ASSIGNMENT:
Find the line with "Wildlife-tally request: point out every instance of the macaúba" in the entries below. Repeat it, every following line, and the line with "Wildlife-tally request: point out every instance of the burning", exactly and with nothing added.

[Collected data entries]
■ ■ ■
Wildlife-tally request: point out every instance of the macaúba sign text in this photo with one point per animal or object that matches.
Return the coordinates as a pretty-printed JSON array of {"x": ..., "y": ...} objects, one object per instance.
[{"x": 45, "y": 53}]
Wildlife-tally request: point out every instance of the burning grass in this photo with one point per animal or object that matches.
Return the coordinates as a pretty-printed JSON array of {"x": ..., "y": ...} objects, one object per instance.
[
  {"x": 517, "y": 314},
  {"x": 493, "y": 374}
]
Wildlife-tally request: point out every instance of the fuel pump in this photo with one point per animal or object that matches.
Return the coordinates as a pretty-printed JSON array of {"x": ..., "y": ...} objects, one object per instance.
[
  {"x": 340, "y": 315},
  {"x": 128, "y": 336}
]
■ ■ ■
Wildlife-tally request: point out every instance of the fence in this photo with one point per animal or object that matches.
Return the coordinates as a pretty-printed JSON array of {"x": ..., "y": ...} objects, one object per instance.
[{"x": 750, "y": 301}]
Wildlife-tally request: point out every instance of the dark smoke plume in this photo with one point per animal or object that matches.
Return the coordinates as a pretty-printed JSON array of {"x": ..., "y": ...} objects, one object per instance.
■ ■ ■
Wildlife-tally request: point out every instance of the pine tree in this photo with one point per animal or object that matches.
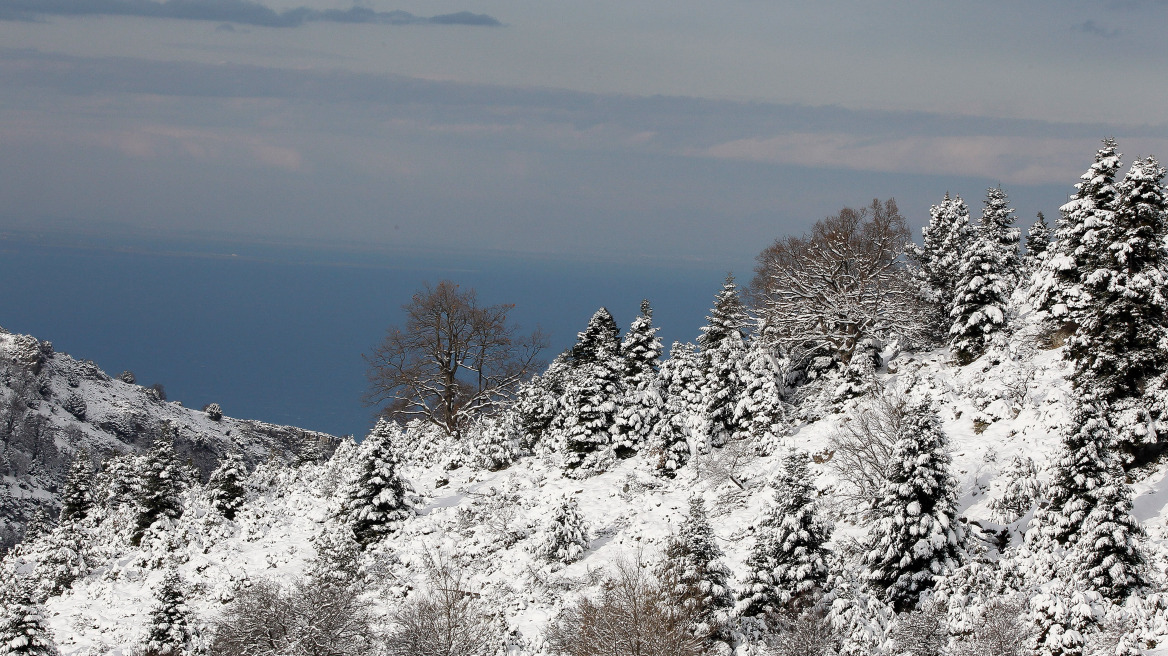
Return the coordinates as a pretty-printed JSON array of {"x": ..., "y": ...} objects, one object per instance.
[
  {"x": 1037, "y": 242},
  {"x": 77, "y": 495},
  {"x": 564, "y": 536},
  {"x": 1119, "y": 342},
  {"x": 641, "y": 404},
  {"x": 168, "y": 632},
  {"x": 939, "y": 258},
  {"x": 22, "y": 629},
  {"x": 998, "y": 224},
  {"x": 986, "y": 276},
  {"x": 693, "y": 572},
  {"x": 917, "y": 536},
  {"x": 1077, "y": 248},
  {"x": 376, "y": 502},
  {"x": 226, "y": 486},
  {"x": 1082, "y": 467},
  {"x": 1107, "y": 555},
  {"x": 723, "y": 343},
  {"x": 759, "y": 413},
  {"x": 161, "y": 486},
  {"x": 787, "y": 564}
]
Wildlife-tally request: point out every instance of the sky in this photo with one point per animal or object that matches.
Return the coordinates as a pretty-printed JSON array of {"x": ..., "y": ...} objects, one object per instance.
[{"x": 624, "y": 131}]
■ ■ ■
SOLUTION TO THE EXERCISE:
Wildlife-tally request: point out every instance of the macaúba sign text in this photo with one point per animal or object that matches.
Return the coordinates as a pretty-printed JSON array of {"x": ..., "y": ...} objects, one object per instance.
[{"x": 45, "y": 53}]
Wildlife-tally request: point out every instance of the burning grass in this photo with one point per animal or object that matches.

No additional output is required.